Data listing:
>>>

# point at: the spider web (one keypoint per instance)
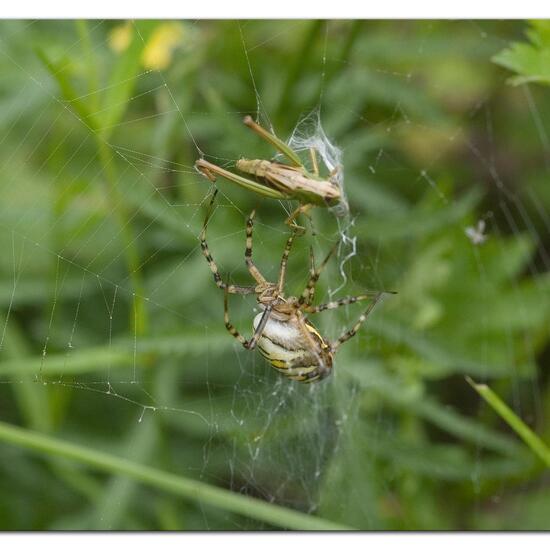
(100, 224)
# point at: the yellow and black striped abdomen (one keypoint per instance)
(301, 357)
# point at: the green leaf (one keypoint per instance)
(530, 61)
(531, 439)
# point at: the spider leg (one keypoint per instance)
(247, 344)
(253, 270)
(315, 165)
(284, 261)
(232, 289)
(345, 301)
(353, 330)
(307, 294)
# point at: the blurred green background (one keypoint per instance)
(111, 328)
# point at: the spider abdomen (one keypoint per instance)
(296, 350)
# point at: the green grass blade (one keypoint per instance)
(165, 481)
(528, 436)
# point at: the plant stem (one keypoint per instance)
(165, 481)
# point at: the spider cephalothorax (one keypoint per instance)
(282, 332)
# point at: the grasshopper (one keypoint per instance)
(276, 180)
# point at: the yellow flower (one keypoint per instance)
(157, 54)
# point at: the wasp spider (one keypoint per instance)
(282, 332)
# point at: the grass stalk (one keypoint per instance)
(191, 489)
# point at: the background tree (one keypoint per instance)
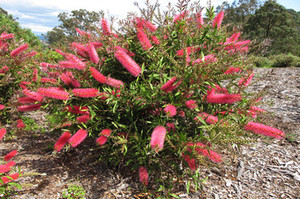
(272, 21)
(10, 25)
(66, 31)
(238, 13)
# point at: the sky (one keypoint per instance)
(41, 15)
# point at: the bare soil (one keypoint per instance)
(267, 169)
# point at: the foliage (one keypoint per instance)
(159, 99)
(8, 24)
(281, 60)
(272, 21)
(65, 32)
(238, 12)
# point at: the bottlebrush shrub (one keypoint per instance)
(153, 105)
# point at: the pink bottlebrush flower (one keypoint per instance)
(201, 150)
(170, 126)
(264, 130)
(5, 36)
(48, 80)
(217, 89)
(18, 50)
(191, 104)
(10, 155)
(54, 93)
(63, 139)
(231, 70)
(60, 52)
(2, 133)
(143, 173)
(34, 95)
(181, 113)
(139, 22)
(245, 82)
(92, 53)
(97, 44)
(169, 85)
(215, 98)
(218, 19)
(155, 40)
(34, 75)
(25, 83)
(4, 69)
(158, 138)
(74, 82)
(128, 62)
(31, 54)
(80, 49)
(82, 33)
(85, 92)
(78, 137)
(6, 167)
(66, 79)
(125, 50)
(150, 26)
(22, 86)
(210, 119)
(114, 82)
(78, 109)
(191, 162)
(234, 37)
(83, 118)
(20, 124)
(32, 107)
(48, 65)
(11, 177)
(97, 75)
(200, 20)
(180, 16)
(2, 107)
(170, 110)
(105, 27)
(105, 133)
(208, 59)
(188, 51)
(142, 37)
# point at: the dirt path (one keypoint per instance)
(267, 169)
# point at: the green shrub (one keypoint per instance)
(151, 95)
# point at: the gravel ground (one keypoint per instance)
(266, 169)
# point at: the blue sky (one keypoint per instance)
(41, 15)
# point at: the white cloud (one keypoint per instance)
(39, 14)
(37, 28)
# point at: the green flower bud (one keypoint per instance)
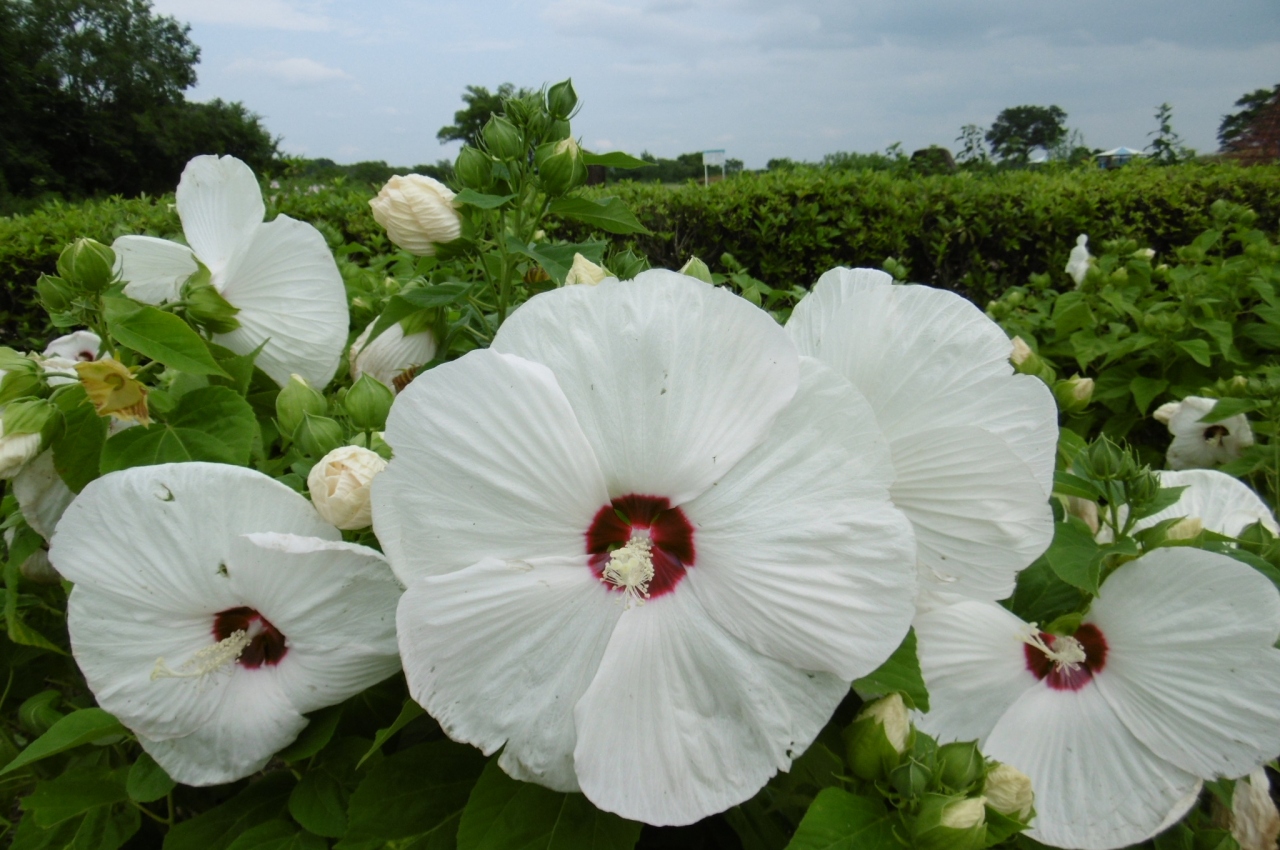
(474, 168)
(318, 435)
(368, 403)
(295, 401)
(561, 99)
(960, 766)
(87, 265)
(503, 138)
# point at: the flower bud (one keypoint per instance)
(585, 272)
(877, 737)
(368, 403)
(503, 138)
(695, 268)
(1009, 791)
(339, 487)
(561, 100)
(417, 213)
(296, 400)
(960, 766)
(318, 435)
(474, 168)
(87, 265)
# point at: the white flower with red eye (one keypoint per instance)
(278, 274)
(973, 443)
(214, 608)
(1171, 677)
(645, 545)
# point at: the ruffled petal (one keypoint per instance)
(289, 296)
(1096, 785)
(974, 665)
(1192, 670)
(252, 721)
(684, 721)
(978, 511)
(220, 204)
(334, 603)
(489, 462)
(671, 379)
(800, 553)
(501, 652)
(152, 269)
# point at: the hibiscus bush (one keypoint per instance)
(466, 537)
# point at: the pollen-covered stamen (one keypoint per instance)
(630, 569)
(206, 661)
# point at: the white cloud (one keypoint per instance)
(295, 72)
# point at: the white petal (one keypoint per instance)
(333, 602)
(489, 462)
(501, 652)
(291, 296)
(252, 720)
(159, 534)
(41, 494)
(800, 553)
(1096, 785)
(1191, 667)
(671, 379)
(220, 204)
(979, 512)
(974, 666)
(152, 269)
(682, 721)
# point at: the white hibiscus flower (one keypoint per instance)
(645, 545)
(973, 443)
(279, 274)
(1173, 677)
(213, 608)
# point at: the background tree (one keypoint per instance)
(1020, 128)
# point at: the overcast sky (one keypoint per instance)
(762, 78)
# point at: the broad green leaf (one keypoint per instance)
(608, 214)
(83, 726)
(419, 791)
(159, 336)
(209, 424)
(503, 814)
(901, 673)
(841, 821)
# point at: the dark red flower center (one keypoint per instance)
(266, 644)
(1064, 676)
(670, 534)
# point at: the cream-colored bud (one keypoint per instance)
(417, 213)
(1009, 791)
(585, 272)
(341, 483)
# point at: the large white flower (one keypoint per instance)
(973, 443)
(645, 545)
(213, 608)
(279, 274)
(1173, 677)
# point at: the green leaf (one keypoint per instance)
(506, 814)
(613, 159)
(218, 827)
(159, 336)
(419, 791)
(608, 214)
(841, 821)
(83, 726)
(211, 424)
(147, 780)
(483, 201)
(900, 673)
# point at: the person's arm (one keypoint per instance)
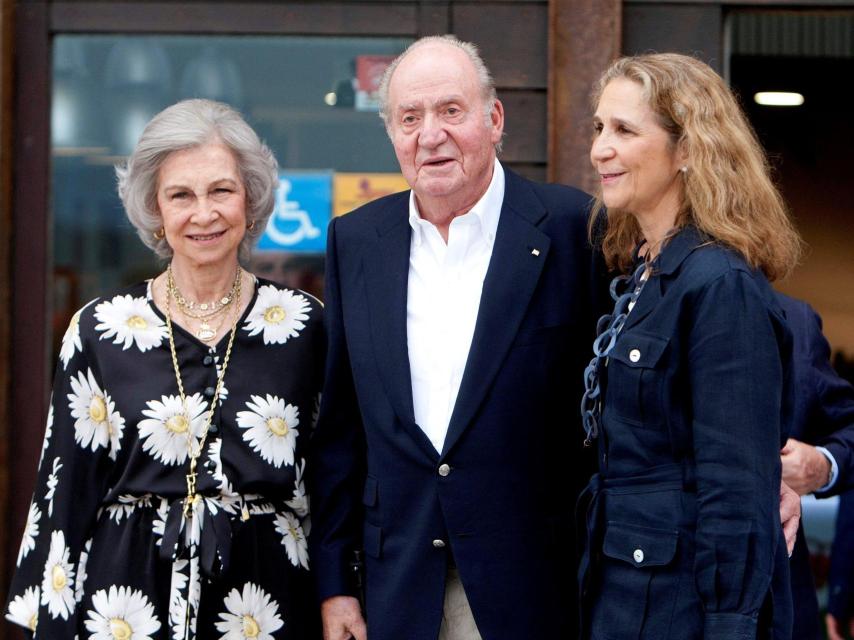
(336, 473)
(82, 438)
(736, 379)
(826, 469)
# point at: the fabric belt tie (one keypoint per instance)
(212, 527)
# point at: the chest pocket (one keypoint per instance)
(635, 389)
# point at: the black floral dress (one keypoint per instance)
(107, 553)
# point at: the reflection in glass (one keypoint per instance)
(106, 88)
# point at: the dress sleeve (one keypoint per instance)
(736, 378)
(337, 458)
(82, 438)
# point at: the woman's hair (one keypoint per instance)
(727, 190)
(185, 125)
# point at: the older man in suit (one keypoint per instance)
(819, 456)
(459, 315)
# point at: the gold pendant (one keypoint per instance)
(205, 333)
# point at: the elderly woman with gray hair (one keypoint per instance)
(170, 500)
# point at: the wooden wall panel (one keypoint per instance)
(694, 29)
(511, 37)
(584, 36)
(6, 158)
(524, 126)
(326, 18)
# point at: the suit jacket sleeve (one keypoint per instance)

<<<

* _SET PROBLEM_
Rewrite the listing with every "point at" swapped for "locate" and everything else left unchanged. Leave the pictures out.

* _FINISHED EXERCISE_
# locate: the spider web (one keypoint per instance)
(100, 224)
# locate: the yellow and black striped abdomen (one keypoint per instance)
(301, 357)
# locate: the green leaf (one keypoint per instance)
(530, 61)
(531, 439)
# locate: the spider leg (one keypoint per instance)
(247, 344)
(253, 270)
(315, 165)
(284, 261)
(232, 289)
(345, 301)
(353, 330)
(307, 294)
# locate: the blurred green background (one keypoint per instance)
(111, 328)
# locate: the spider abdomen (one keypoint per instance)
(296, 350)
# locate: the green grass blade (one keypoint per instance)
(165, 481)
(528, 436)
# locate: the plant stem (one keypoint per instance)
(165, 481)
# locate: the spider cephalothorax (one keypoint per instance)
(282, 332)
# locate: the grasshopper (one keypoint per instance)
(276, 180)
# locate: the yellow flower (one keypoint per instance)
(157, 54)
# locate: the wasp spider (one keypoint per instance)
(282, 332)
# locate: the grass stalk (one keypoint per instance)
(191, 489)
# locate: the background tree (one keypoint per instance)
(272, 21)
(10, 25)
(66, 31)
(238, 13)
# locate: the sky (one keypoint per instance)
(41, 15)
# locate: the bare soil (one keypoint per instance)
(267, 169)
# locate: the foliage (one keypoint per instance)
(159, 99)
(8, 24)
(281, 60)
(272, 21)
(65, 32)
(238, 12)
# locate: the bottlebrush shrub (one keypoint per instance)
(153, 105)
# locate: the pink bottlebrush flower (one keypoint per instance)
(201, 150)
(170, 126)
(264, 130)
(5, 36)
(48, 80)
(217, 89)
(18, 50)
(191, 104)
(10, 155)
(54, 93)
(63, 139)
(231, 70)
(60, 52)
(2, 133)
(143, 173)
(34, 95)
(181, 113)
(139, 22)
(245, 82)
(92, 53)
(97, 44)
(169, 85)
(215, 98)
(218, 19)
(155, 40)
(34, 75)
(25, 83)
(4, 69)
(158, 138)
(74, 82)
(128, 62)
(31, 54)
(80, 49)
(82, 33)
(85, 92)
(78, 137)
(6, 167)
(66, 79)
(125, 50)
(150, 26)
(22, 86)
(210, 119)
(114, 82)
(78, 109)
(191, 162)
(234, 37)
(83, 118)
(20, 124)
(32, 107)
(48, 65)
(11, 177)
(97, 75)
(200, 20)
(180, 16)
(2, 107)
(170, 110)
(105, 27)
(105, 133)
(208, 59)
(188, 51)
(142, 37)
# locate: the dirt path (one keypoint per instance)
(267, 169)
# locate: the green shrub (one keypoint per instance)
(151, 95)
# locate: the gravel ground (one keypoint per instance)
(266, 169)
# locate: the blue sky (one keypoint per instance)
(41, 15)
# locate: the white cloud (one keypoint per instance)
(39, 14)
(37, 28)
# locate: the green flower bud (one keypoint per instance)
(474, 168)
(318, 435)
(368, 403)
(295, 401)
(561, 99)
(960, 766)
(87, 265)
(503, 138)
# locate: the flower bud (one keypoint per instance)
(585, 272)
(877, 737)
(368, 403)
(503, 138)
(695, 268)
(1009, 791)
(339, 487)
(561, 100)
(417, 213)
(296, 400)
(960, 766)
(318, 435)
(474, 168)
(87, 265)
# locate: the white flower with red eye (one keypoint per instance)
(278, 274)
(973, 443)
(214, 608)
(1171, 677)
(645, 545)
# locate: the ruffled petal (one keypoint per instance)
(289, 296)
(1096, 785)
(974, 665)
(1192, 670)
(252, 721)
(684, 721)
(978, 511)
(220, 204)
(334, 603)
(489, 462)
(671, 379)
(800, 553)
(501, 652)
(152, 269)
# locate: the hibiscus bush (one keypoint per instance)
(466, 537)
# locate: the pollen-covered stamen (one keypoint per instance)
(630, 569)
(206, 661)
# locate: the white cloud (one keypoint per instance)
(295, 72)
# locate: the white petal (one keypoint per instance)
(333, 602)
(489, 462)
(501, 652)
(291, 296)
(252, 720)
(159, 534)
(41, 494)
(800, 553)
(1096, 785)
(1191, 667)
(671, 379)
(220, 204)
(979, 512)
(974, 666)
(152, 269)
(682, 721)
# locate: the white hibiscus flower (one keypoint per instance)
(645, 545)
(973, 443)
(279, 274)
(1173, 677)
(213, 608)
# locate: the background tree (one keypoint per instance)
(1020, 128)
# locate: the overcast sky (one keypoint per instance)
(762, 78)
# locate: the broad green leaf (one keypoint per instance)
(608, 214)
(83, 726)
(419, 791)
(159, 336)
(209, 424)
(503, 814)
(901, 673)
(841, 821)
# locate: the dark red flower center (one keypoint per instance)
(266, 644)
(1064, 676)
(670, 534)
# locate: the cream-colored bud (one keypoint per instance)
(417, 213)
(1009, 791)
(585, 272)
(341, 483)
# locate: the large white flower (one keypoint per instance)
(973, 443)
(645, 545)
(213, 608)
(279, 274)
(1173, 677)
# locate: the green leaf (one keypoint per instance)
(506, 814)
(613, 159)
(218, 827)
(159, 336)
(419, 791)
(608, 214)
(841, 821)
(83, 726)
(211, 424)
(147, 780)
(483, 201)
(900, 673)
# locate: the person's arm (one keypoint per instance)
(336, 473)
(82, 438)
(736, 379)
(826, 469)
# locate: the fabric belt tie (one keypoint per instance)
(212, 527)
# locate: the chest pocket (one keypoint per instance)
(635, 389)
# locate: the black floral dress (one keypoint per instance)
(107, 553)
# locate: the reflection in glass (one keypoint per instance)
(106, 88)
# locate: the dress sleeve (one keypoint per instance)
(736, 378)
(337, 458)
(82, 438)
# locate: the woman's hair (one keypoint per instance)
(727, 190)
(185, 125)
# locate: the older man in suit (one keypoint per instance)
(819, 456)
(459, 315)
# locate: the gold pendant (one keypoint per instance)
(205, 333)
# locate: the elderly woman with gray hair (one keypoint per instance)
(170, 500)
# locate: the wooden wall panel (one keypoint per instance)
(694, 29)
(511, 37)
(584, 36)
(6, 158)
(524, 126)
(326, 18)
# locate: the suit jacket sleeve (one keypoint per instance)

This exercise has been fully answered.